> _Data for this exercise_
##############################

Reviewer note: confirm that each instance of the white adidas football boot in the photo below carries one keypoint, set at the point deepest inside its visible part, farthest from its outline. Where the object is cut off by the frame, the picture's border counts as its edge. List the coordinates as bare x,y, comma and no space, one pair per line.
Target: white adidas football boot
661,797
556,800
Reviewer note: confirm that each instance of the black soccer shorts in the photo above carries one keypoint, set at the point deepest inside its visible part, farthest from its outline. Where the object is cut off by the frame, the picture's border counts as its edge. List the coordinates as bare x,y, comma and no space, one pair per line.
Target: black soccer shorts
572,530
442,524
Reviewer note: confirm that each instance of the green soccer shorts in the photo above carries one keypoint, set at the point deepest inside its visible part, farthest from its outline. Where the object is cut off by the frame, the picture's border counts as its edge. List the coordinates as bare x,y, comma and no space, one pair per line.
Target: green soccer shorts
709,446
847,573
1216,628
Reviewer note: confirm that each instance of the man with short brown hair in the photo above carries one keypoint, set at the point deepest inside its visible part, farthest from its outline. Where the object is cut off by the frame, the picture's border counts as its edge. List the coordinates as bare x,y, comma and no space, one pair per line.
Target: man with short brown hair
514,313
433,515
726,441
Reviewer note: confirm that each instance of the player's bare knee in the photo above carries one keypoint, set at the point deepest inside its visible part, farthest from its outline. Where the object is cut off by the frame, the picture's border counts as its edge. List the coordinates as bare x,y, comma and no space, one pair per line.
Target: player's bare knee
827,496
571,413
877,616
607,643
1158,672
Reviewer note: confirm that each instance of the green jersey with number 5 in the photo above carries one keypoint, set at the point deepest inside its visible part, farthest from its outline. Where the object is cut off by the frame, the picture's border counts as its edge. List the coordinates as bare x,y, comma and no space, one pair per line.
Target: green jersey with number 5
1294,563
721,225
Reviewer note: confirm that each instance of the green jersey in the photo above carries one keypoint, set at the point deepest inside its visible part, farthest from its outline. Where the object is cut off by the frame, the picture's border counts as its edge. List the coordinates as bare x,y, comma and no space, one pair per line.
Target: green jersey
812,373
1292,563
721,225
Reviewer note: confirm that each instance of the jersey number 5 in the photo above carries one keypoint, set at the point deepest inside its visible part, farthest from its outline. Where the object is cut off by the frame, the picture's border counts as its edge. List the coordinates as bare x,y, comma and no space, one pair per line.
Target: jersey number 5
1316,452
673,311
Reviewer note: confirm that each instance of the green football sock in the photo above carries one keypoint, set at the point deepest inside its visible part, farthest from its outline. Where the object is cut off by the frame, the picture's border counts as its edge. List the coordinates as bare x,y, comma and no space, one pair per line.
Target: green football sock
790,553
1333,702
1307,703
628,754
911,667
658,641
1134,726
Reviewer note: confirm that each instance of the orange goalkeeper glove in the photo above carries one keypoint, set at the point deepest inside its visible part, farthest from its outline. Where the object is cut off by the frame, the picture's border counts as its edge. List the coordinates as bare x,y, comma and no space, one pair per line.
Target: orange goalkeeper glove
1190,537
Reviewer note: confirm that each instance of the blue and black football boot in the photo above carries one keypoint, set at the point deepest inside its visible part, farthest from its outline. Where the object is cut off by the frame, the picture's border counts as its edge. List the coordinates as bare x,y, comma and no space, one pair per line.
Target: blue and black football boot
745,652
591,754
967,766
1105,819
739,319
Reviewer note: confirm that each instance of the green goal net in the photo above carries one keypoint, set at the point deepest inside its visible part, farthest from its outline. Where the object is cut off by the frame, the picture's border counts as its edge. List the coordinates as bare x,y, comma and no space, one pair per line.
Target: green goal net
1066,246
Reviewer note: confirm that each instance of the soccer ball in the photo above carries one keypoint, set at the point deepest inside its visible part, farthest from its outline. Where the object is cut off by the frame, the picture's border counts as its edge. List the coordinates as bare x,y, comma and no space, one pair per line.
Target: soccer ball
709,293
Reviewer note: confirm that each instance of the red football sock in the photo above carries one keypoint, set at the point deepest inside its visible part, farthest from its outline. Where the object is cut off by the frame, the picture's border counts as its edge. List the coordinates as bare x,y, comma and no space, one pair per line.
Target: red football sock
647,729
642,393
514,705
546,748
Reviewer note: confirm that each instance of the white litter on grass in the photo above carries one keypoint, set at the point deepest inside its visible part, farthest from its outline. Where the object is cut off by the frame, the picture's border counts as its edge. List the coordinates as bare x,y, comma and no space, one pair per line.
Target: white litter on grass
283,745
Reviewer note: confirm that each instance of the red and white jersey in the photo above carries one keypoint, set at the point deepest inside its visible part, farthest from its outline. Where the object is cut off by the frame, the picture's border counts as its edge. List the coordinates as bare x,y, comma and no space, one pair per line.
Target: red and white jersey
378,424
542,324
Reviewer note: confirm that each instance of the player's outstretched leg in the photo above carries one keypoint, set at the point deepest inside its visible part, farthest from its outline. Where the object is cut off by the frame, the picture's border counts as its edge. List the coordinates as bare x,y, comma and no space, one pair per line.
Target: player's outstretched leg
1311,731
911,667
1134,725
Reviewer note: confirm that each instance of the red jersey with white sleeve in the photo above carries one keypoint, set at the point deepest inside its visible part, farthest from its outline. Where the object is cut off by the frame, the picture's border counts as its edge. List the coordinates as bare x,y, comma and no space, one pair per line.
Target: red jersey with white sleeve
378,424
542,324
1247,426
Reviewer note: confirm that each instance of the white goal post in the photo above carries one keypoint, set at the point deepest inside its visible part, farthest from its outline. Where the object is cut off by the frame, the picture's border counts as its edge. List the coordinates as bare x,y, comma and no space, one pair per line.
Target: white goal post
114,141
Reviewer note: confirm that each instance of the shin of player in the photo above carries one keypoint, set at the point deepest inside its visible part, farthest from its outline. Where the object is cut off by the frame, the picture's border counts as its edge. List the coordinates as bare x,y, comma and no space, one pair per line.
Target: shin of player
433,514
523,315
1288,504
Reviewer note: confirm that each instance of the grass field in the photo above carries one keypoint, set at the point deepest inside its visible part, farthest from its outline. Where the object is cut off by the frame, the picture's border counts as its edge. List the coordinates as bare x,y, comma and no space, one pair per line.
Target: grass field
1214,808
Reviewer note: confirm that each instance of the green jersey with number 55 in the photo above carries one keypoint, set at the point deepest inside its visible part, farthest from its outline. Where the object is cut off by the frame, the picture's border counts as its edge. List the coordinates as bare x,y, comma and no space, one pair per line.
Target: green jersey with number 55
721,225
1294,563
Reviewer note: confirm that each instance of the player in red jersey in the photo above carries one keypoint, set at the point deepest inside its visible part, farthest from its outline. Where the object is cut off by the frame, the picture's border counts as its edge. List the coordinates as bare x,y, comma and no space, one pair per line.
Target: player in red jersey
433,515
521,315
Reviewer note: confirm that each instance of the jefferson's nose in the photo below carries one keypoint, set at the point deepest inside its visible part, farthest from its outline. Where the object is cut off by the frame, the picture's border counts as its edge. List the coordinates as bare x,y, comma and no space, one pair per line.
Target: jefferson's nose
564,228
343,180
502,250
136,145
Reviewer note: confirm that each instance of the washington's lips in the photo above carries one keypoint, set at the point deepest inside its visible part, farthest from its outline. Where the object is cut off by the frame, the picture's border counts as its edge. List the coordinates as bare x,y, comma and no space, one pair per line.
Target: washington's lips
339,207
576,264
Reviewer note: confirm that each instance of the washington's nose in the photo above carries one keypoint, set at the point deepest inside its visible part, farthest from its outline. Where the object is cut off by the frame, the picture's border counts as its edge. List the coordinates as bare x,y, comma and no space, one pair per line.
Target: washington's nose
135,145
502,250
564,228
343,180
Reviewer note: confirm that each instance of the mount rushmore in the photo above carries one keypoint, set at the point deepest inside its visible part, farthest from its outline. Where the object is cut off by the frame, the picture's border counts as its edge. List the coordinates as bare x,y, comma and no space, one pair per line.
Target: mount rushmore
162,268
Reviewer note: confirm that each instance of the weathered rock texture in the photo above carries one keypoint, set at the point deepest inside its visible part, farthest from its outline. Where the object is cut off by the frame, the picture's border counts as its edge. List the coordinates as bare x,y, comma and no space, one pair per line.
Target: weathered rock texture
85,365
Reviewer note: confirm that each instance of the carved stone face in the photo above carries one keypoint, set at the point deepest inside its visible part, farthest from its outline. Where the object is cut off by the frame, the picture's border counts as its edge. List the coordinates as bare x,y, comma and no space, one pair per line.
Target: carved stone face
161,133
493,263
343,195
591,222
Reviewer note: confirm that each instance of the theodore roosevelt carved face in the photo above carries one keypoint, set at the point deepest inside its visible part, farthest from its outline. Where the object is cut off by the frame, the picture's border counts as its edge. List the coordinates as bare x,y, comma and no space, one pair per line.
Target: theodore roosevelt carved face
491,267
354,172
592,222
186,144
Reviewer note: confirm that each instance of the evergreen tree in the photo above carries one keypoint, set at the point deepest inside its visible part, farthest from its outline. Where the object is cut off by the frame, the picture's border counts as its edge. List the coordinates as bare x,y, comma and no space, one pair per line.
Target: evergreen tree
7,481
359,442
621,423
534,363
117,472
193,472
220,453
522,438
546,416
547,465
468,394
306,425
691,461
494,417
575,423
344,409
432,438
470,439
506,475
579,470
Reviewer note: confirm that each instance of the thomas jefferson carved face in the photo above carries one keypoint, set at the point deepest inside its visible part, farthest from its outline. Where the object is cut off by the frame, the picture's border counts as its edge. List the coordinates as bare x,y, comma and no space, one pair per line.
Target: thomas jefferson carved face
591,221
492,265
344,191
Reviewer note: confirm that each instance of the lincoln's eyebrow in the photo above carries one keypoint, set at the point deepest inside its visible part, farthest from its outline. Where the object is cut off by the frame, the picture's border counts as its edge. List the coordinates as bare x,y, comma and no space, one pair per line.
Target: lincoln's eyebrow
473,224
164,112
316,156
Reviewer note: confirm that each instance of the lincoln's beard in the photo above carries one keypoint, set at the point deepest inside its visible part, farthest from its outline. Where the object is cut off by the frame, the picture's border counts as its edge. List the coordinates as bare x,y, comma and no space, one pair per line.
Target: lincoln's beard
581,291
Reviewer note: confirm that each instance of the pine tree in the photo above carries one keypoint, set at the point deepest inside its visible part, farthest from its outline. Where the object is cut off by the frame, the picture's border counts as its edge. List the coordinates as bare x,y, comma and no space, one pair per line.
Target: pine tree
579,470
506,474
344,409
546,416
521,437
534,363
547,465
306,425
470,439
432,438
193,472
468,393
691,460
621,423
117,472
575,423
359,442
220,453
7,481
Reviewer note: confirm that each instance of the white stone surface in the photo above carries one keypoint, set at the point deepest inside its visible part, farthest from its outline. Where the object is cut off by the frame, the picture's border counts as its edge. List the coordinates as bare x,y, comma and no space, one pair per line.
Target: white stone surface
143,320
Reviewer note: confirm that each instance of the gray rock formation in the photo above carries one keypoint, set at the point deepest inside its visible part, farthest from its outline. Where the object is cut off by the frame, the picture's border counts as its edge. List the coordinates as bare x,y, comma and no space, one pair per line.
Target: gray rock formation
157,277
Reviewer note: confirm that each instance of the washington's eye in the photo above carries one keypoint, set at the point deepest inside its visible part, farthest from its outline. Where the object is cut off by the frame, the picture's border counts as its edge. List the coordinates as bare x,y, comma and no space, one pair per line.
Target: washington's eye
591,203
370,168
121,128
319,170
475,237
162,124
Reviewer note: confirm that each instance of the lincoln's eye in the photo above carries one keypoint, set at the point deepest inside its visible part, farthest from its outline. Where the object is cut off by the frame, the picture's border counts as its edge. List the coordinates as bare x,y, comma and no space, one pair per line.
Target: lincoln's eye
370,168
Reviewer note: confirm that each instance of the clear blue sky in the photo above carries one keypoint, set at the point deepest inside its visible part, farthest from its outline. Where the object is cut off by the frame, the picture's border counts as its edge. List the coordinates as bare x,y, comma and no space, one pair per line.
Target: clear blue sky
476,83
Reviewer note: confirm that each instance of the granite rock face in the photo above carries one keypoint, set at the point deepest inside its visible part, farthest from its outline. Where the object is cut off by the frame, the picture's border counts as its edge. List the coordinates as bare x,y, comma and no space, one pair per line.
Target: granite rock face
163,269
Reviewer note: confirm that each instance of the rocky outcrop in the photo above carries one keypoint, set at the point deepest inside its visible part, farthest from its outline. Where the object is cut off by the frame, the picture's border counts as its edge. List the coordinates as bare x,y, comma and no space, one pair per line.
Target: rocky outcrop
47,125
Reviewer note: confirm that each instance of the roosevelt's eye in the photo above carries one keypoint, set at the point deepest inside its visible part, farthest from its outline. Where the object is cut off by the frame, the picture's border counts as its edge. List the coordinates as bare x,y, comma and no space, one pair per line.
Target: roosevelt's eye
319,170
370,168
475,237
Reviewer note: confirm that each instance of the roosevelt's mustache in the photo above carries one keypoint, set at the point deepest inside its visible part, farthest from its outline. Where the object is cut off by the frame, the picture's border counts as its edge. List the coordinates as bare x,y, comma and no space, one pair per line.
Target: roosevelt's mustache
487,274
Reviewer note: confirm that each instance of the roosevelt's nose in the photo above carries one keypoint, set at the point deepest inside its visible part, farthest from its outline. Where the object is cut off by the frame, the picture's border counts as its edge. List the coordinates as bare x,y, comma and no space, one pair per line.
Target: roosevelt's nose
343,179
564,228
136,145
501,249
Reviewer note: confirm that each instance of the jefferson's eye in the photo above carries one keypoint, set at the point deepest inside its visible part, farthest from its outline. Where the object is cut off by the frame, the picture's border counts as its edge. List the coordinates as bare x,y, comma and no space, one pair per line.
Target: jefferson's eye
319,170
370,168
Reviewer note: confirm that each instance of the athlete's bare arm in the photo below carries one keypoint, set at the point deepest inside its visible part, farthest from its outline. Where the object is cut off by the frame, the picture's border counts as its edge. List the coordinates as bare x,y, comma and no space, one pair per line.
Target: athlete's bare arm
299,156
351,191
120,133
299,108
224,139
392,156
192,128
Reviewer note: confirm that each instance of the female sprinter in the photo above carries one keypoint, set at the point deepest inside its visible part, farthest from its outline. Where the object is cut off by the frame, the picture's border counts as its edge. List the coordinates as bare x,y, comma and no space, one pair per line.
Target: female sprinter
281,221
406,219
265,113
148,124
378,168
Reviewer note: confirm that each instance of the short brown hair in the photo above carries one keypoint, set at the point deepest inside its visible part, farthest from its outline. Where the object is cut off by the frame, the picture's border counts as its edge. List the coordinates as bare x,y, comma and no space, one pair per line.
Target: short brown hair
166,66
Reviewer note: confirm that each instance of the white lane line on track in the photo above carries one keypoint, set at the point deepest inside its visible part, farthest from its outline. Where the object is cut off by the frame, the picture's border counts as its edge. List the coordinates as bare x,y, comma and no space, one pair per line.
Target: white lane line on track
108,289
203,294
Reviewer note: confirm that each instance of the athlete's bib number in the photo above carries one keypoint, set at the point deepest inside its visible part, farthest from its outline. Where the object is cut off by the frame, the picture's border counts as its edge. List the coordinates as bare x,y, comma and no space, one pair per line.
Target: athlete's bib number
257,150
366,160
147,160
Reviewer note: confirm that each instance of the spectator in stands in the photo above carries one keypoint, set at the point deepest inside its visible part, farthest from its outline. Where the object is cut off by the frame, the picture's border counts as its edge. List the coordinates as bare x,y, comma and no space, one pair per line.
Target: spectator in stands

##############################

Starting at the line above that contains "Reviewer note: confirm that each instance of the roosevelt's eye", repeat each line exactly up to and including the line that contains "Reviewer note: confirm that each instance of the female", and stop there.

> _Solved exercise_
Reviewer note: confirm that each instance of the roosevelt's eye in the photo above carries one keypoint, set at the point deepest inside its visible part, farthest from its outline. Where the object is cut off by the frame, the picture's border counts as its edge. List the coordinates as bare x,y, comma and no space, one pair per line.
Target: roosevelt's eye
319,170
370,168
475,237
Reviewer note: confirm that each instance of the roosevelt's mustache in the photo above carries one keypoint, set at the point deepest inside its visible part, farthest from its outline. Where the object is cut off by the frame, the picture's border counts as its edge. List the coordinates as bare x,y, comma and no space, one pair per line.
Target: roosevelt's mustache
487,274
Reviewer note: confirm that each instance of the roosevelt's nose in the photo above carries one keypoint, set at the point deepest inside its visible part, farthest from its outline. Where the object is cut off by the frame, the picture's border counts as its edge. List the coordinates as bare x,y, comma and no space, one pair per line.
Target: roosevelt's nose
343,179
564,228
136,145
501,249
Reviewer note: confirm that each instance of the jefferson's eye in the photo above carries one keypoint, set at the point deepest inside its visible part, farthest from its outline. Where the object is cut off by the frame, the picture's border counts as its edge. List the coordinates as bare x,y, comma and no space, one pair per line.
Target: jefferson's eye
319,170
370,168
Reviewer note: confirm that each instance of the athlete's bare arm in the photo below carries one keypoint, set at the point deepest inside its visible part, farthest from its outline. Where the object is cut off by the frame, the picture's border counts as its edge. List the coordinates as bare x,y, comma and no space, one pair per line.
Target: athlete's bare arm
299,156
351,191
120,133
299,108
224,139
392,156
192,128
Reviewer note: confirm that each instance of the female sprinter in the photo above carries one keypoint, set at the point deepest inside its visible part, farthest from its outline. Where the object is cut off by the frame, the picture's border counts as its edge. List the coordinates as bare x,y, comma and no space, one pair per line.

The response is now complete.